Update the lines starting at the one containing "of the turquoise" and ending at the one containing "[[328, 308], [607, 318], [168, 387], [163, 329], [447, 324]]" by replacing "hedge" with "hedgerow", leaving everything else unchanged. Give back only those lines.

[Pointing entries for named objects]
● ● ●
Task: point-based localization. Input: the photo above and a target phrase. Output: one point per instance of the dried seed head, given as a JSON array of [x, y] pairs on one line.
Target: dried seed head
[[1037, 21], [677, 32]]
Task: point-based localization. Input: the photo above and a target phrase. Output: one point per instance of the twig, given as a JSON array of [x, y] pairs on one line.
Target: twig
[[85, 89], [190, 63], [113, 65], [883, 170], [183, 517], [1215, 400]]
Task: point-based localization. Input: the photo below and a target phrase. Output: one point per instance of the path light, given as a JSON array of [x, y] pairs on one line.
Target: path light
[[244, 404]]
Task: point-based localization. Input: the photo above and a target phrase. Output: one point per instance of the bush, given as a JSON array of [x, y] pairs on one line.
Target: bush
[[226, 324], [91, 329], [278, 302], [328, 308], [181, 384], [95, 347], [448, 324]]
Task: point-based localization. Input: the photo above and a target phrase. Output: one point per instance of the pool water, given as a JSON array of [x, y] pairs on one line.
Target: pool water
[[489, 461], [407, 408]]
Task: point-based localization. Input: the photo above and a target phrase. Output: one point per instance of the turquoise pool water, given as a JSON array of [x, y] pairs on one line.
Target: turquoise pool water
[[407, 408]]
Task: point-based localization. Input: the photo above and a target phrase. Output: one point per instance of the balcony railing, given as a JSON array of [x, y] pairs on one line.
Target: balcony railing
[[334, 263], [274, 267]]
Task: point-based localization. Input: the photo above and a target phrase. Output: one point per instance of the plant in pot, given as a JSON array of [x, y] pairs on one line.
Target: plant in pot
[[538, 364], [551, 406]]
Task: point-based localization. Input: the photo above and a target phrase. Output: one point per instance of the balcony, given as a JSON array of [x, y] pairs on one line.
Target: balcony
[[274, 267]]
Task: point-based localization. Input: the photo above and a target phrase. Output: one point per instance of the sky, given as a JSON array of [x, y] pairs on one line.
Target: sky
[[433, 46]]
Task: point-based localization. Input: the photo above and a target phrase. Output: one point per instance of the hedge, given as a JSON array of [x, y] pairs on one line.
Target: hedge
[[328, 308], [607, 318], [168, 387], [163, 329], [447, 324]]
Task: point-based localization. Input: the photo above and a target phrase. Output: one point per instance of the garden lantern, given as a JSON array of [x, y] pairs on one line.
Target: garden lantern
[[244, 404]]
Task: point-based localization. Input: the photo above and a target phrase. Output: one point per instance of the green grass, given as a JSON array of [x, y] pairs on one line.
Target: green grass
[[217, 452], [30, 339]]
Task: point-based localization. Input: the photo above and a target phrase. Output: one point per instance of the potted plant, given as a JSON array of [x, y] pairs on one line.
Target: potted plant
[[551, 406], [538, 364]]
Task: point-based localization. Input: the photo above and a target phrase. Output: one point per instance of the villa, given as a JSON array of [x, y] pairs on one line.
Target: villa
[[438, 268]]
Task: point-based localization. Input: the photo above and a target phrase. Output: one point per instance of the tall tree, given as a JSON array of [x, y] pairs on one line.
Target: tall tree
● ● ●
## Task output:
Task: point-based localization. Input: the photo above and a target phrase. Output: one point per instance of the turquoise pool water, given as a JSON array of [x, y] pairs on one line.
Target: turquoise pool water
[[407, 408]]
Task: point-based localization. Input: the photo above and a target phrase. Output: one point per instance of the balcony railing, given as a JSON array of [x, y] pairs on one line.
Target: balcony railing
[[334, 263], [274, 267]]
Task: point-based localization. Input: the photo above and a target phrase. Output: one point per instance of the plant in pot, given as a JSON array of [x, y] pairs on one line.
Target: plant in pot
[[538, 364], [551, 406]]
Task: point-based localization. Input: the photo above and a target phrase. Output: one point per instance of the balcony, given as a JSON array of [x, y] pairs on one line.
Target: balcony
[[274, 267]]
Task: point-based localization. Input: the photo above and a target phrase. Output: one point per instance of the sky, given as a JSON array of [x, y] pairs on one line.
Target: sky
[[433, 46]]
Task: point-based localization. Input: the photo above and a target phrase. Output: one point per instance of the hedgerow, given as a JSON array of [x, y] pairs on one line.
Target: hedgerow
[[328, 308], [607, 318], [168, 387], [163, 329], [447, 324]]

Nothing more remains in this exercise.